Text shown:
With different rules for distributed and utility-scale projects, SIP provides incentives to both project categories through a combination of fixed incentives and a pay-for-performance mechanism. For distributed storage, the pay-for-performance payments would be administrated by electric distribution companies (EDC), which would pay “based on the successful injection of power into the distribution system when called upon by the EDC,” according to the proposal.

It would award capacity and incentives to distributed storage projects in blocks, allocating 9 MW of planned capacity in the first year, 10 MW in the second year and 15 MW in the third year. Combined they total about one-quarter of the capacity incentivized in awards to grid-scale projects under the program. Two speakers questioned the imbalance and suggested that more should be allocated to stimulate the development of distributed projects, which include residential and commercial projects competing for the same pot of incentives.

“Without any cap on project size, a single large commercial energy storage can eat up the entire capacity,” said Elias. Without increasing the capacity available, he said, it is “critical that the BPU separate capacity buckets for residential and nonresidential distributed projects, which will add to additional program complexity.”

Available Incentive Capacity

Competing demands for limited incentives prompted other speakers to express concern that insufficient capacity would hurt efforts to support overburdened communities.

John Rotolo, chief engineer for the Newark-based Passaic Valley Sewerage Commission, called the proposed incentive capacity “insufficient” and urged the BPU to increase the program capacity and “make the majority the capacity available to distributed storage projects,” such as those planned at his own agency.

The commission, which operates the largest sewage treatment plant in New Jersey, serves 48 municipalities and is situated in an overburdened community that has a “strong desire to minimize fossil fuel emissions.” During Superstorm Sandy, the commission lost power and could not treat sewage, which resulted in “hundreds of millions of gallons of raw and partially treated sewage” being released into the Passaic River and Newark Bay, Rotolo said.

The agency is in the process of evaluating responses to a request for proposals to develop a clean energy source that would tie in to a microgrid that in several of the proposals would be supported by storage, he said. The plan would require about 34 MW of storage, which would provide enough power to operate the facility during an outage, Rotolo said.

“We are concerned that the storage proposal does not provide enough incentive program capacity even for our single project, let alone the main vital resiliency projects I’m sure are being planned or already processed around the state,” he said.

Todd Olinsky-Paul, senior project director at Clean Energy States Alliance, said that to have a positive impact on overburdened communities, the BPU had to do more than just create a “carve out,” or allocation of incentives to those areas. He cited the example of California’s Self-Generation Incentive Program (SGIP), which provides storage incentives to residents that live in low-income or affordable housing. The program initially had a carveout but offered no “adders” or extra incentives to pay for storage in low-income housing and its residents, he said.

Exercise task 1: Locate every line in the records below that contains the string "light" and copy each one. Case counts.

Data extract:
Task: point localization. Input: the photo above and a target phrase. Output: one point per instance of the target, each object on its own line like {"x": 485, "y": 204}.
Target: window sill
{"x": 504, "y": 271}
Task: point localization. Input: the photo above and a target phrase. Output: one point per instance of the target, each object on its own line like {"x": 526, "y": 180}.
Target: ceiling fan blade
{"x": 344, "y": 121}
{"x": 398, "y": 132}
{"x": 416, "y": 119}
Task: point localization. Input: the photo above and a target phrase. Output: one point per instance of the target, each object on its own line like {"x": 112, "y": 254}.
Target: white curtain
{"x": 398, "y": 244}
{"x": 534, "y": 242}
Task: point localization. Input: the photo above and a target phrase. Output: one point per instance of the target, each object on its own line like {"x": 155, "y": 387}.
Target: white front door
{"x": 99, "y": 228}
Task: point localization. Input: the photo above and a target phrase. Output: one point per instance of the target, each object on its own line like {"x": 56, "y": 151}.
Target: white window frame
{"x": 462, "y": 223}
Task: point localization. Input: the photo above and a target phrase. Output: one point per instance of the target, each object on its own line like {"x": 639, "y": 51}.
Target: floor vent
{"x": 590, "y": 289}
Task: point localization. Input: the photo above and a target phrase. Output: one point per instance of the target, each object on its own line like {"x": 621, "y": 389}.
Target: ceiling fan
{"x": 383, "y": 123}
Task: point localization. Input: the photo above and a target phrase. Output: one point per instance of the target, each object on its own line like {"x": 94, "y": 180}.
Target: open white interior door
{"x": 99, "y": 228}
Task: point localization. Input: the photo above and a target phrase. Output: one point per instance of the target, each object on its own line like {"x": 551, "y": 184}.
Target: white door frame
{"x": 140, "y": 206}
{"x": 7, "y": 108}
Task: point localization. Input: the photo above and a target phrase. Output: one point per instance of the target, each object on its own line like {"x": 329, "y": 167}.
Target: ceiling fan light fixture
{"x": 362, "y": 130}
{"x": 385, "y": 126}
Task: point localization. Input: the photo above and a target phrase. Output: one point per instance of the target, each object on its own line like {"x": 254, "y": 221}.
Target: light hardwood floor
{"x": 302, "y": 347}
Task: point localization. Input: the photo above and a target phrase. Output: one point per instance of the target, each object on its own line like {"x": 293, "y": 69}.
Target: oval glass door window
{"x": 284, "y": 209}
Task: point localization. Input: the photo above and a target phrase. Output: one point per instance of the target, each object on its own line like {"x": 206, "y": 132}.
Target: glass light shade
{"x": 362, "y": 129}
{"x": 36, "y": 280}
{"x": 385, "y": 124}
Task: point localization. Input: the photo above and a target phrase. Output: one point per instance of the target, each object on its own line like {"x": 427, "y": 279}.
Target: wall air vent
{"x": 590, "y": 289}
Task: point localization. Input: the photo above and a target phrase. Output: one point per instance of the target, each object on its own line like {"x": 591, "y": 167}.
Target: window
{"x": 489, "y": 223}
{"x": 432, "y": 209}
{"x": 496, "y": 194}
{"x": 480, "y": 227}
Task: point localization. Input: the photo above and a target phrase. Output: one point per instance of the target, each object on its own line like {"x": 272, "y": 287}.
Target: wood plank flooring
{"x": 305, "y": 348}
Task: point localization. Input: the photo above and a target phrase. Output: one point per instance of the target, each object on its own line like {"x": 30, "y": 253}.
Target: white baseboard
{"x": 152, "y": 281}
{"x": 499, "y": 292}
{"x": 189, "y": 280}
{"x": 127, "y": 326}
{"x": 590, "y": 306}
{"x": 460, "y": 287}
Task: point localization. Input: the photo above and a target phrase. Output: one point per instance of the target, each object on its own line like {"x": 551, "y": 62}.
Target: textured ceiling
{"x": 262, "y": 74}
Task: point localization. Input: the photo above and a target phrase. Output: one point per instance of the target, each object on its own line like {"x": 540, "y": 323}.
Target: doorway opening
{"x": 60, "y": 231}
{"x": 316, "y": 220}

Exercise task 2:
Answer these questions from the storage incentive article:
(a) How much planned capacity would go to distributed storage projects in the first year?
(b) How many municipalities does the Passaic Valley Sewerage Commission serve?
(c) About how much storage would the commission's plan require?

Expected output 1:
Target: ceiling fan light fixture
Target: light hardwood floor
Target: glass light shade

Expected output 2:
(a) 9 MW
(b) 48
(c) About 34 MW